___ EXTRACT
How Blue Infrastructure Makes Cities Resilient To Climate Change

Blue Infrastructure Cover Image

Blue By Design

If you missed the first two articles in this series on living and green infrastructure, go back and check them out. This is the final installment of my living infrastructure series. While blue infrastructure is the lesser known of the three, it’s just as important! 

Blue infrastructure concerns anything related to water, such as wetlands, bioswales, canals, and water treatment facilities. The greatest benefit of blue infrastructure is its ability to mitigate flooding by increasing urban flood resilience.

Resilience is an important term in the urban greening industry. The goal of living infrastructure as a whole is to increase the ability of cities to “bounce back” after storms. With large, intense storms becoming more common due to climate change and urbanization, this is a must for the future of urban planning.

appreciating trees

Street Trees to the Rescue

If you’ve read my article on green infrastructure, you’ll know how much I love street trees! They’re obviously integral to urban greening. Now, let’s look at bioswales. This form of blue infrastructure can take many shapes, but it’s often hidden beneath street trees. It works to channel stormwater runoff while also removing debris and pollution through the soil and mulch that the trees sit in.

It makes for a pretty sweet design! As an added bonus, when storm water does reach the management plant, it has already gone through one level of filtration. The other benefit of these is that the water is absorbed and controlled. In cities, heavy rainfall can easily cause flooding. The large amounts of concrete and impermeable surfaces leave the water with nowhere to go. That’s where bioswales come in.

An excellent example of blue infrastructure, bioswales help to prevent flooding by absorbing and managing stormwater runoff.
Bioswales help prevent flooding by absorbing and managing storm water runoff. [Image: Milena Dinic Brankovic/Research Gate].

They’re a perfect example of how green and blue infrastructure collaborate. Together, they can make a city more resilient to the effects of climate change. By lining our streets with trees planted in bioswales, we can effectively manage storm water runoff and mitigate flooding.

Vancouver’s Rain City Strategy

In 2019, Vancouver implemented their Rain City Strategy. As one of Canada’s rainiest cities, this was a wise investment. This initiative focuses on managing rainwater in order to improve water quality as well as the livability of urban ecosystems.

The goal is to capture 90% of the rainwater and make it usable as a resource. In doing so, it avoids treating it as a waste product. The city is doing this by incorporating permeable pavement, absorbent landscapes, rainwater tree trenches, and other blue infrastructure.
______
§ **PROBLEM SET**:
**A.** According to the article on blue infrastructure, what proportion of rainwater does Vancouver's Rain City Strategy aim to capture?
**B.** Reproduce word for word the passage of the article on blue infrastructure, starting with "If you missed" and going on through "of urban planning.".
**C.** Continue the article on blue infrastructure from the point at which it ends.
The listing that comes next is separate material and has no connection to the article on blue infrastructure.
___ GIVEN DATA
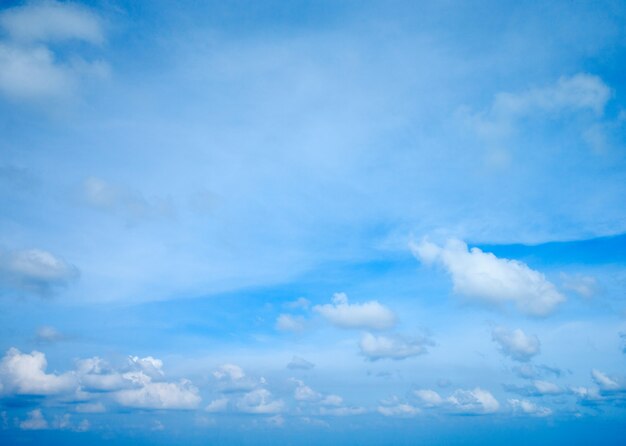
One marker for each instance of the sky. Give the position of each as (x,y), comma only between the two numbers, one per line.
(306,222)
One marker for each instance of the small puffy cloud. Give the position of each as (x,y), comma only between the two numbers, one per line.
______
§ **ANSWERS TO THE EXERCISE**:
**A.** It aims to capture 90% of the rainwater.

**B.**
If you missed the first two articles in this series on living and green infrastructure, go back and check them out. This is the final installment of my living infrastructure series. While blue infrastructure is the lesser known of the three, it’s just as important! 

Blue infrastructure concerns anything related to water, such as wetlands, bioswales, canals, and water treatment facilities. The greatest benefit of blue infrastructure is its ability to mitigate flooding by increasing urban flood resilience.

Resilience is an important term in the urban greening industry. The goal of living infrastructure as a whole is to increase the ability of cities to “bounce back” after storms. With large, intense storms becoming more common due to climate change and urbanization, this is a must for the future of urban planning.

**C.**
“Plants and soils absorb and clean rain where it falls, returning it to our waterways and atmosphere. Rain is absorbed and cleaned by plants, soils and returned to our waterways by our sewer system.”

Rain City Strategy
Blue infrastructure has the ability to increase the resiliency of a city by reducing the impact of extreme rainstorms on existing infrastructure.
Blue infrastructure has the ability to increase the resiliency of a city by reducing the impact of extreme rainstorms on existing infrastructure. [Image: City of Vancouver]

Blue Infrastructure Goes Way Back

When I say way back, I don’t mean back to the ancient Roman times (although their aqueducts would beg to differ😉). My neck of the woods has a really unique example of blue infrastructure, although it didn’t quite set out with the same goals of today’s BI. I’m from Ottawa, Ontario, and we’re home to one end of the Rideau Canal.

This river is extra special to me because it also happens to be my workplace. Indeed, I’ve been working for Parks Canada for the past four, soon to be five, summers. It’s been a great experience, and I genuinely appreciate all the blue infrastructure. River management is key!

For its part, the Rideau River runs from Kingston to Ottawa, a distance of just over 200km. It was built in the early 1800s, as a secure means of transport to the Ottawa River opposed to the vulnerable St. Lawrence Seaway. It’s home to 45 slack water locks, beautiful riverside parks and a boater’s paradise. You should totally check it out!

The Rideau Canal is also much more than a summer destination. It actually contains several dams. As a result, Parks Canada is responsible for all water management. So, when it rains, we adjust the dams accordingly. If we didn’t make adjustments, the river would either flood or become unnavigable for boats. Heavy rain has the potential to wash out certain major roads that run along the canal, so proper water management is crucial!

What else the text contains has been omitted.